### Excerpt

⁂

# Cost to ship a bike, according to UPS it's $137



## Clutchman83 (Apr 16, 2006)

For a 51 lb package halfway across the country. Does that sound ridiculous to anyone else?


----------



## leondelmonte (May 26, 2009)

try usps, Ups is expensive in my experience, I once shipped a frame costed me $60 Ups, same frame got shipped to me USpS $30, or so, check usps


----------



## Kona0197 (Oct 19, 2004)

Whenever I ship a bike through UPS it's 39 bucks. You have to use a slighly smaller box to avoid to oversize penalty.


----------



## jmontgomery (Jun 24, 2009)

Don't go to a shipping store like UPS store, Mail boxes etc. or places like that to ship a bigger package. You have to pay them their cut also. Find the closest UPS hub where the trucks are loaded and ship from there. Will probably save over half of that cost.


----------



## daisycutter (Sep 18, 2005)

http://www.ups.com/content/us/en/resources/ship/packaging/dim_weight.html


----------



## eatdrinkride (Jun 15, 2005)

A couple things...

1) The UPS Store (proper) cannot/does not charge any more than what it would cost if you took your package directly to UPS. UPS does not allow it. Mail Boxes Etc. and store like that can and do charge you more.
2) I've shipped 3 full bikes and the charges can vary greatly. I once shipped a bike from AZ to Rhode Island and the UPS store quoted my 130 bucks because it was 1 inch oversized. I crumpled down the edge of the box and then it cost me $65.
3) Once UPS quoted me $130 and I took the same box to Fed Ex, I paid less than $70. 

It's weird.


----------



## Atomik Carbon (Jan 4, 2004)

*Use a bike shipping company....*

like www.shipyourbike.com ( I think ). They get special rates because of their volume and account. Same rates large companies get because they ship a lot. It cost me $99 to ship my bike from Florida to Truckee last year. The weight was around 65 pounds.

found it: www.shipyourbicycles.com

I must add also that I shipped in a case that I made from 150 mph hurricane approved panels and 2" aluminum angles. Nothing could destroy that box, not even the monkeys at UPS or FEDEX.

⁂

### Short exercise 1
Summarize the bike shipping thread in two sentences.
### Short exercise 2
Answer these questions about the bike shipping thread.
(a) What does Kona0197 say it costs to ship a bike through UPS?
(b) What did eatdrinkride pay after crumpling down the edge of the box?
(c) What did Atomik Carbon make the shipping case from?
The material that follows has nothing to do with the bike shipping thread.

### Recorded data
⁂

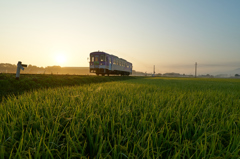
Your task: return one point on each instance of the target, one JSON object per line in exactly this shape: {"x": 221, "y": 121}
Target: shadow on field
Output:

⁂

### Complete answer 1
One poster was quoted $137 by UPS to ship a 51 lb bike package halfway across the country and asked whether that seemed ridiculous. The replies suggest cheaper options: USPS, a slightly smaller box to avoid the oversize penalty, shipping from a UPS hub instead of a shipping store, FedEx, or a bike shipping company with volume rates.

### Complete answer 2
(a) $39
(b) $65
(c) 150 mph hurricane approved panels and 2" aluminum angles